-- CHALLENGES --
• a. Substitute "impedance tuning" for "impedance matching" and write out the glass run text starting at "SUMMARY OF THE" and ending at "to wind noise.".
• b. Condense the paragraph of the glass run text that begins "As a technique for reducing noise" while keeping its main facts.

──────── PAGE

As a result, since the glass run 110 has the plurality of vehicle inner side first seal lips 410 and the plurality of vehicle inner side second seal lips 440 formed on the bottom wall 200 side relative to the vehicle inner side first seal lips, the shielding effect of penetrated sound in the glass run penetration route increases, and noise can be reduced.

SUMMARY OF THE INVENTION

As a technique for reducing noise due to wind noise, it is also possible to reduce vibration by using so-called impedance matching in which vibration energy of a door glass is efficiently transmitted and dissipated to a component in contact with the door glass. However, at the present time point, such a technique has not been sufficiently studied.

The present invention focuses on impedance matching, and provides a glass run capable of efficiently transmitting and dissipating vibration energy of a door glass and reducing noise due to wind noise.

────────────────
──────── EXTRACTED DATA

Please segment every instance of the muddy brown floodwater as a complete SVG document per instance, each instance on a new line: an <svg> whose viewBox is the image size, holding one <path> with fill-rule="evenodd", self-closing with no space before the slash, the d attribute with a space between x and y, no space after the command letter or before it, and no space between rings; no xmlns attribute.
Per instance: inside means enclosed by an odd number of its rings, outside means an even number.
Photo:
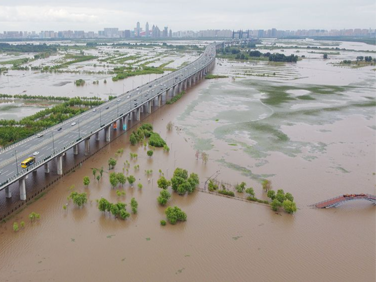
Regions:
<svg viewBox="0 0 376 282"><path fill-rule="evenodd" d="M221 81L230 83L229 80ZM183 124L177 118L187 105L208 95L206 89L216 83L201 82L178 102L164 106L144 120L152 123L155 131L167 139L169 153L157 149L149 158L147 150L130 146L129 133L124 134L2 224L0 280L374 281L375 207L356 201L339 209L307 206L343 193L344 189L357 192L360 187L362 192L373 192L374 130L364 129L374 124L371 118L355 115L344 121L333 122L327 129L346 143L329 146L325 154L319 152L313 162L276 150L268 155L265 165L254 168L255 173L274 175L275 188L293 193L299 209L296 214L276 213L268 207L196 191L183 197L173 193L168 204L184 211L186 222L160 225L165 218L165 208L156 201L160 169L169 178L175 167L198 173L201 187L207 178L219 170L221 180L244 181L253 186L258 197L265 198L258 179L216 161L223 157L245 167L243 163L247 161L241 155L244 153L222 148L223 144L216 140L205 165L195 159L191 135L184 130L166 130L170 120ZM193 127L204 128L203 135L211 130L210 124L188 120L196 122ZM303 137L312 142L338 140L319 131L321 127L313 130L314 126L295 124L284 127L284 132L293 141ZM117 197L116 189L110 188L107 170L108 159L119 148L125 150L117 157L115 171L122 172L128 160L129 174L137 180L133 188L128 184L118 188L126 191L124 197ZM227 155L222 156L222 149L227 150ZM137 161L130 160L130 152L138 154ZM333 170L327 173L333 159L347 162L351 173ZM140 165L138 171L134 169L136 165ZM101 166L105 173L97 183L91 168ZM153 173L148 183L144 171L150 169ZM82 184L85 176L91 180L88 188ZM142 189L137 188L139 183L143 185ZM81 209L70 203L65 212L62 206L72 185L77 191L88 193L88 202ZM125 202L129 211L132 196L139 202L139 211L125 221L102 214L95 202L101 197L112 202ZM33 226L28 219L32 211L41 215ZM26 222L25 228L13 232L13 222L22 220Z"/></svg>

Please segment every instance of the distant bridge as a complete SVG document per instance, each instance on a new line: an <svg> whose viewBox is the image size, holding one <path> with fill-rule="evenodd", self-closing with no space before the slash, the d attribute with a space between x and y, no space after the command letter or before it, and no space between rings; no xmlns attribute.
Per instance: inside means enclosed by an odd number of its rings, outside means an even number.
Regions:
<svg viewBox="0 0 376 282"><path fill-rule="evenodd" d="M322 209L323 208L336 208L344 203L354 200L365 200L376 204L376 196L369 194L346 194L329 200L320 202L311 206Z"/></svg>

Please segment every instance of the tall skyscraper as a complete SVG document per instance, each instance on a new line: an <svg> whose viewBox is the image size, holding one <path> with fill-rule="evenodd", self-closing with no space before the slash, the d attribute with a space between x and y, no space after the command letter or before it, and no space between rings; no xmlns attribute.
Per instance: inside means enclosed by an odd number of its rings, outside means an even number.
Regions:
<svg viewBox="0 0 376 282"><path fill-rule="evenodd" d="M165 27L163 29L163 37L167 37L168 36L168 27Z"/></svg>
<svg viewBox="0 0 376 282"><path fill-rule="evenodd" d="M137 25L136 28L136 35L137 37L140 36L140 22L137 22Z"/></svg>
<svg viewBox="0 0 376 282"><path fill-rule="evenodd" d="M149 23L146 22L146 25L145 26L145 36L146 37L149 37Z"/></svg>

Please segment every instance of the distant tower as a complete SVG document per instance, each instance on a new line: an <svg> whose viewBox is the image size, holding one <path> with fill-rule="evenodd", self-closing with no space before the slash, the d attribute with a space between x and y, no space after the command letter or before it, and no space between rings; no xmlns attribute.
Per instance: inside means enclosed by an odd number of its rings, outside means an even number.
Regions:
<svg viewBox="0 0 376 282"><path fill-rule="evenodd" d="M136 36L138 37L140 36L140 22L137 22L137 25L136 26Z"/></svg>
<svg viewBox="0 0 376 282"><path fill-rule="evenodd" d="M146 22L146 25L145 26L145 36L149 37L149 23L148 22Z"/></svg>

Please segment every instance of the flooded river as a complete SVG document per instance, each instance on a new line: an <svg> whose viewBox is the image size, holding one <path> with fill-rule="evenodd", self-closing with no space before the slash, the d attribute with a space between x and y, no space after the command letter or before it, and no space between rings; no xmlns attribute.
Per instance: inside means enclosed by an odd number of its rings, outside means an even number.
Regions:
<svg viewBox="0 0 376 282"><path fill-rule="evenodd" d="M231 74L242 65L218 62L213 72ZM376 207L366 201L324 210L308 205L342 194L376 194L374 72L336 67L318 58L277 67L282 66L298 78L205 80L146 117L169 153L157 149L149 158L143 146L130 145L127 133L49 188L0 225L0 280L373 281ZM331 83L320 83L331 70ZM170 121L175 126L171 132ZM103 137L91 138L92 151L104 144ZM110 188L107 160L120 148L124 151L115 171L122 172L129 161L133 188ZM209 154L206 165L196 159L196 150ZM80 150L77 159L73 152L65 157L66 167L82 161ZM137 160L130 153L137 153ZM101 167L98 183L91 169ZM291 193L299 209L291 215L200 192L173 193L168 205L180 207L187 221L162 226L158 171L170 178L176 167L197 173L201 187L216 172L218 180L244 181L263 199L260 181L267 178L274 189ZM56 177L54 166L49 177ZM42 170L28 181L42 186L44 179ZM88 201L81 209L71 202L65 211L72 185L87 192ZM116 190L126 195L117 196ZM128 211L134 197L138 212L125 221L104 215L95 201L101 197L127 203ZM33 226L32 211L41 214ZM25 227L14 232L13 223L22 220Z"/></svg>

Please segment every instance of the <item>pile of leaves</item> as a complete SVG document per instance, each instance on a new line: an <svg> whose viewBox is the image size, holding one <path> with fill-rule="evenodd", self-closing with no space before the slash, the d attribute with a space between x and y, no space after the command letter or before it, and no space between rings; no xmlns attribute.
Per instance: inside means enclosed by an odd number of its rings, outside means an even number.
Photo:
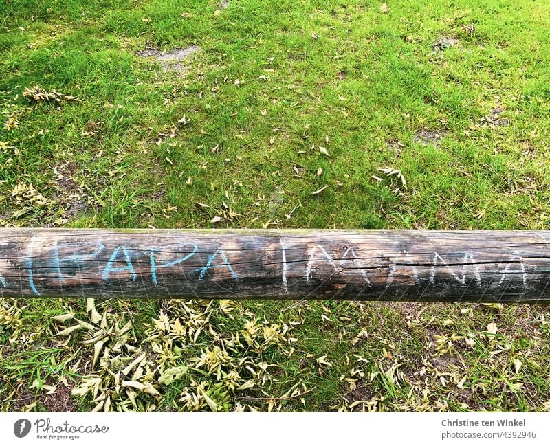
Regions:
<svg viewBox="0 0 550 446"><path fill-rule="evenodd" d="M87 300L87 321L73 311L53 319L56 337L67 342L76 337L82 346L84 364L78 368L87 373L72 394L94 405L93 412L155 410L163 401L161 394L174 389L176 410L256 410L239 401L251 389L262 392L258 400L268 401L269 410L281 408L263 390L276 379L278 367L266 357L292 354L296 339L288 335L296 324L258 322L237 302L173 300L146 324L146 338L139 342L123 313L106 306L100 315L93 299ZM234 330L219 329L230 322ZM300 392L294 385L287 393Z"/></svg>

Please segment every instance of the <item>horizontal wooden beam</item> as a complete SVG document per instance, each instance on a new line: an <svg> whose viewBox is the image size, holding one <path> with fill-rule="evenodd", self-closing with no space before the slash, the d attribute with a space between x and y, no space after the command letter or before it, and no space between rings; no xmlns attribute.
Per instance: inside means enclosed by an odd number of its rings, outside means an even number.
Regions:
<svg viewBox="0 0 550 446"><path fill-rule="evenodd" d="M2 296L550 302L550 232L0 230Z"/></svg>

────────────────

-- RESULTS --
• a.
SUMMARY OF THE INVENTION

As a technique for reducing noise due to wind noise, it is also possible to reduce vibration by using so-called impedance tuning in which vibration energy of a door glass is efficiently transmitted and dissipated to a component in contact with the door glass. However, at the present time point, such a technique has not been sufficiently studied.

The present invention focuses on impedance tuning, and provides a glass run capable of efficiently transmitting and dissipating vibration energy of a door glass and reducing noise due to wind noise.

• b. Wind noise could also be reduced through impedance matching. This technique efficiently transmits the vibration energy of a door glass to a component in contact with it, where the energy is dissipated. However, the technique has not yet been sufficiently studied.